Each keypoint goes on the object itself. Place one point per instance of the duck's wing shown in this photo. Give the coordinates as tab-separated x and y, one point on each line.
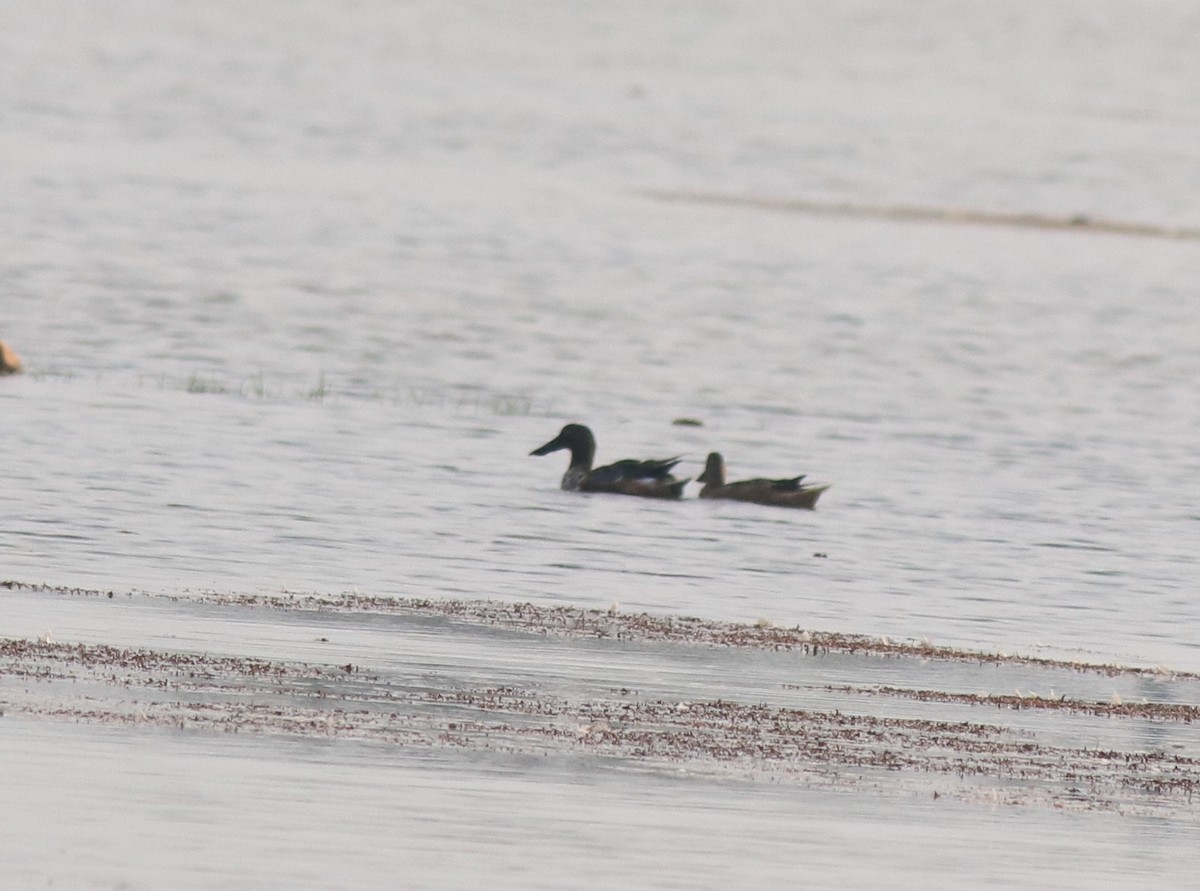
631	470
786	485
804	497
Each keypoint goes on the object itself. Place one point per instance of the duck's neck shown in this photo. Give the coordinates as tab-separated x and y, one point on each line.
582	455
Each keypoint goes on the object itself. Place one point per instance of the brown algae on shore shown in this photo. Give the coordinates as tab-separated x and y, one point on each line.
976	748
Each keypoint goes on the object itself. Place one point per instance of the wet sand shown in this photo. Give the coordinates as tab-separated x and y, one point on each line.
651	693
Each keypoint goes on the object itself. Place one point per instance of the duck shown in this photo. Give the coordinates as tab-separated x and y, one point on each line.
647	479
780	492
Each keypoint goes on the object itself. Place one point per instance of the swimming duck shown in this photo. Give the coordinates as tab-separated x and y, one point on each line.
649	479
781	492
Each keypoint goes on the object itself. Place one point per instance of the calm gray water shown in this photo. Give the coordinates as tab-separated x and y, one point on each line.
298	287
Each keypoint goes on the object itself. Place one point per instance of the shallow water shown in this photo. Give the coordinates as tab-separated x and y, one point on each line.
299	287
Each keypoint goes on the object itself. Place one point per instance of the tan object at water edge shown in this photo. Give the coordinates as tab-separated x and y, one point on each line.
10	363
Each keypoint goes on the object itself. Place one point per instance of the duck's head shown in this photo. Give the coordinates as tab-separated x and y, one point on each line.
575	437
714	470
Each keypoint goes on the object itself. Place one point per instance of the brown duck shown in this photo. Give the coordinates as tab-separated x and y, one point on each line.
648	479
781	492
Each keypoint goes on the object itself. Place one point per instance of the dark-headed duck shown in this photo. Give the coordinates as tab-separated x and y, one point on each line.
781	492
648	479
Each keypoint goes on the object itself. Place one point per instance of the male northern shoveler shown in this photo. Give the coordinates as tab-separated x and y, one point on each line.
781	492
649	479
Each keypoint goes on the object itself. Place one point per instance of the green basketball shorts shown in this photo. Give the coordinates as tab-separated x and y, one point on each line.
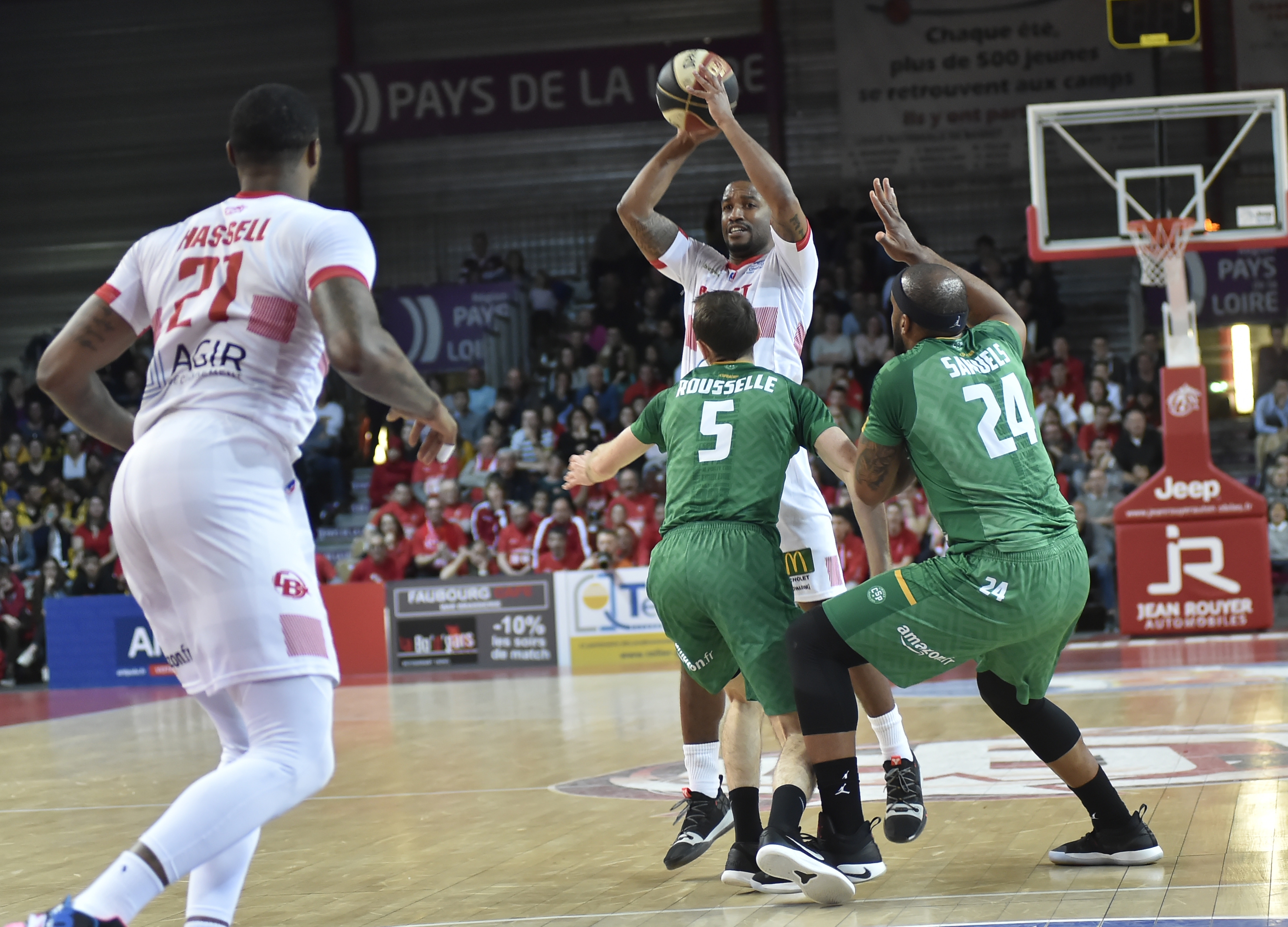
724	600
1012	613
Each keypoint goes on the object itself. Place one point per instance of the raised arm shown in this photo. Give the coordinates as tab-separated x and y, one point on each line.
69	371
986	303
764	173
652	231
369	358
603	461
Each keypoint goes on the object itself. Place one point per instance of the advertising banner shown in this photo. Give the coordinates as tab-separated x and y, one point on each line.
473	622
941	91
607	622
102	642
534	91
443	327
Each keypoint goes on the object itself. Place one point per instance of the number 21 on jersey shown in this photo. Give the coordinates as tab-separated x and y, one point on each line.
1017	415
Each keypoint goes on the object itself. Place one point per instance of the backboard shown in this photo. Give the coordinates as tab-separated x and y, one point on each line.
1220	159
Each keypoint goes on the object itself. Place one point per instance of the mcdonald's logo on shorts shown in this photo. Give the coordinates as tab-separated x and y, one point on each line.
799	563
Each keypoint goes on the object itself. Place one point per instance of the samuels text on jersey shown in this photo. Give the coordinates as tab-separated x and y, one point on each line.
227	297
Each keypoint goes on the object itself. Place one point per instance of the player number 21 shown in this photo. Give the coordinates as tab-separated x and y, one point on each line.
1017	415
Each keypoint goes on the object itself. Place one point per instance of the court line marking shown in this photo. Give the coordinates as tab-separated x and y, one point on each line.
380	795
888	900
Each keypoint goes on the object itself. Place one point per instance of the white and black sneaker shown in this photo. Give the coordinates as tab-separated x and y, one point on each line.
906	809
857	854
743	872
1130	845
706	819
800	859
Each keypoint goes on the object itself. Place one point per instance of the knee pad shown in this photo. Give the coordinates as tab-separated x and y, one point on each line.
--
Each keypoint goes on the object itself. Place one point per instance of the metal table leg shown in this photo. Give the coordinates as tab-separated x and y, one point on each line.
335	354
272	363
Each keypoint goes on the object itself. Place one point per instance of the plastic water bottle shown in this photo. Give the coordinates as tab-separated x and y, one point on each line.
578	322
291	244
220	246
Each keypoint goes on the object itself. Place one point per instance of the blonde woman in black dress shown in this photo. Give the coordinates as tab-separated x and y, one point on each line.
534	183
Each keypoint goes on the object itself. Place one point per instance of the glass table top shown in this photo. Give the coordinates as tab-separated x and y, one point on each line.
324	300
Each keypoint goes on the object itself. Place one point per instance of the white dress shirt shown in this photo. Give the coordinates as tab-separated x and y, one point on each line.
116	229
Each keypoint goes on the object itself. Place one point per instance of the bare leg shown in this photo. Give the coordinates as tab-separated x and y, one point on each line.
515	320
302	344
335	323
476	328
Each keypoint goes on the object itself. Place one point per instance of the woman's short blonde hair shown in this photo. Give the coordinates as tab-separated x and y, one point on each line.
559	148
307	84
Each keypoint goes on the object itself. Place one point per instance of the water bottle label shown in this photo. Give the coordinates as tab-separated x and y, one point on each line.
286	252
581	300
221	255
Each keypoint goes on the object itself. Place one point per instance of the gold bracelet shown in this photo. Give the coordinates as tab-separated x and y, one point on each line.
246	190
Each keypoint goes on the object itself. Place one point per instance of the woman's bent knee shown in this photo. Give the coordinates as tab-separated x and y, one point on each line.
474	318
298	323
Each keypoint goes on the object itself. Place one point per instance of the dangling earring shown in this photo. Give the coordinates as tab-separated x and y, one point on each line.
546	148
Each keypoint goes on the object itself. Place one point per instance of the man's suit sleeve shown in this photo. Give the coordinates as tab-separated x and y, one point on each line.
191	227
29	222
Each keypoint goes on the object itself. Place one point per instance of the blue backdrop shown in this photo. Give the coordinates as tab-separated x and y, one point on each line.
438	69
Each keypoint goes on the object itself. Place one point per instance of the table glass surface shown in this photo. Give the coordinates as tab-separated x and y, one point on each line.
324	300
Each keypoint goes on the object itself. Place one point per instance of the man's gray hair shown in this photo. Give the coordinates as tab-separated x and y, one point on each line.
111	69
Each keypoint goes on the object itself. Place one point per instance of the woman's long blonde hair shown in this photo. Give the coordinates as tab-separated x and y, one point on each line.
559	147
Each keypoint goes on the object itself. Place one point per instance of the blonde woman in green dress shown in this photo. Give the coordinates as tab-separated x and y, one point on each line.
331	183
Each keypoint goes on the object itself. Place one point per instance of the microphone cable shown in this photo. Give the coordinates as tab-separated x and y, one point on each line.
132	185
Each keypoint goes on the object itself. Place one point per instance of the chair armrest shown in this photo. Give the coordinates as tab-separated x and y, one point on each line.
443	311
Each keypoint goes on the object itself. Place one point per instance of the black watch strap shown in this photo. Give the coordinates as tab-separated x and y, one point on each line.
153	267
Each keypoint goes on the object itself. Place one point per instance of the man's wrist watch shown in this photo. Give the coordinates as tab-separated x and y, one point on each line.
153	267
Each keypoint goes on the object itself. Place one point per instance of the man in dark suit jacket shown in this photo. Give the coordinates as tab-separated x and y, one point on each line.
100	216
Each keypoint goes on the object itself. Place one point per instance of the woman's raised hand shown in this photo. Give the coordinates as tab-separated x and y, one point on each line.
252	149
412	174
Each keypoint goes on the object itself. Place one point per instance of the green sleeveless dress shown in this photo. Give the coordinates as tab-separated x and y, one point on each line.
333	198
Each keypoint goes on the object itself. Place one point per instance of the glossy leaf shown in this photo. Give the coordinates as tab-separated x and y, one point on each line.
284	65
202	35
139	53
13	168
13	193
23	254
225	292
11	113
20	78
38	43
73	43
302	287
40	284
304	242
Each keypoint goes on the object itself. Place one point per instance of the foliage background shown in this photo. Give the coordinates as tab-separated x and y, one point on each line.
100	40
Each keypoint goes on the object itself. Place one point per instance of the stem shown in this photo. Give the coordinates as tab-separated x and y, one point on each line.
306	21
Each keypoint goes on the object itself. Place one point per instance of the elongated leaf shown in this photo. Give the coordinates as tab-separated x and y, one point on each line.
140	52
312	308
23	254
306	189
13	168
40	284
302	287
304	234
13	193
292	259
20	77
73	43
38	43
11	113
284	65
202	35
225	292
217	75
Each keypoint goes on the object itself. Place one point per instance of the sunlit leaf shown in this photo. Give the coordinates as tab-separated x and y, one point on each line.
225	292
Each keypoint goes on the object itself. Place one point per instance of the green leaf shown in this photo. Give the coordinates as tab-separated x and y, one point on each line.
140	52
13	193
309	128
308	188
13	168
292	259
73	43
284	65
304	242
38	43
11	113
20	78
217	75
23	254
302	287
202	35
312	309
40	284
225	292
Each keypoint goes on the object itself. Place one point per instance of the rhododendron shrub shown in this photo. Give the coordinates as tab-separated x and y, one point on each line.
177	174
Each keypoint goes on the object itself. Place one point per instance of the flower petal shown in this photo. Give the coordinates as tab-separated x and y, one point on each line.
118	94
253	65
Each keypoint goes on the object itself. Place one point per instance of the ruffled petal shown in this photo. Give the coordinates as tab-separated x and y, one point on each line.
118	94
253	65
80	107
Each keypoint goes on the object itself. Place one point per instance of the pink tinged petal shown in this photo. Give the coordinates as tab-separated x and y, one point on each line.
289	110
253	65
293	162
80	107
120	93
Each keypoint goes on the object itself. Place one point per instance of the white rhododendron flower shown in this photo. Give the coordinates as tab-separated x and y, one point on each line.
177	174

- _Action item_:
Reproduce exactly the stretch of the material above that starts at the line with "of the number" and ends at the line with "of the knee", both included, and nothing else.

- _Expected answer_:
Each keypoint goes on the object itself. Place one point per instance of the number 21 on jersey shown in this photo. Give the coordinates as tab-separated x and y, one point on each line.
1017	415
Each keypoint goes on the object itself. Place one point per instance of the backboard shown in this photo. Give the coordinates as tab-separated x and y, one point on each line.
1220	159
Each keypoint goes on the object itself. Place one point per instance of the mcdonald's logo on shorts shown in this photo. Give the coordinates as tab-separated x and y, one point on each line.
799	563
Each keypoint goes on the object itself. Place one point per instance of the samuels text on jersey shown in this photo. Give the coordinates as tab-separated x and y, one point on each line.
227	297
Each keypoint goes on the object itself. Place one point per instance of the player number 21 shown in this photo. Give the coordinates as tab-separated x and y, one point on each line.
1017	415
Each keypoint goes on the object itself. Place one point per instance of the court line marking shown in this photo. Give the coordinates as tab-separated x and y, one point on each line.
380	795
888	900
Each keypoint goes on the object itself. Place one point per instance of the white and black sneaker shown in this photo. Give the coordinates as tab-separated x and y, one point on each line.
906	809
857	854
743	872
1130	845
706	819
800	859
Each keypoint goes on the object itself. Place one point per instance of the knee pad shown in this photo. Give the coordinates as tab-separated x and y, one point on each line.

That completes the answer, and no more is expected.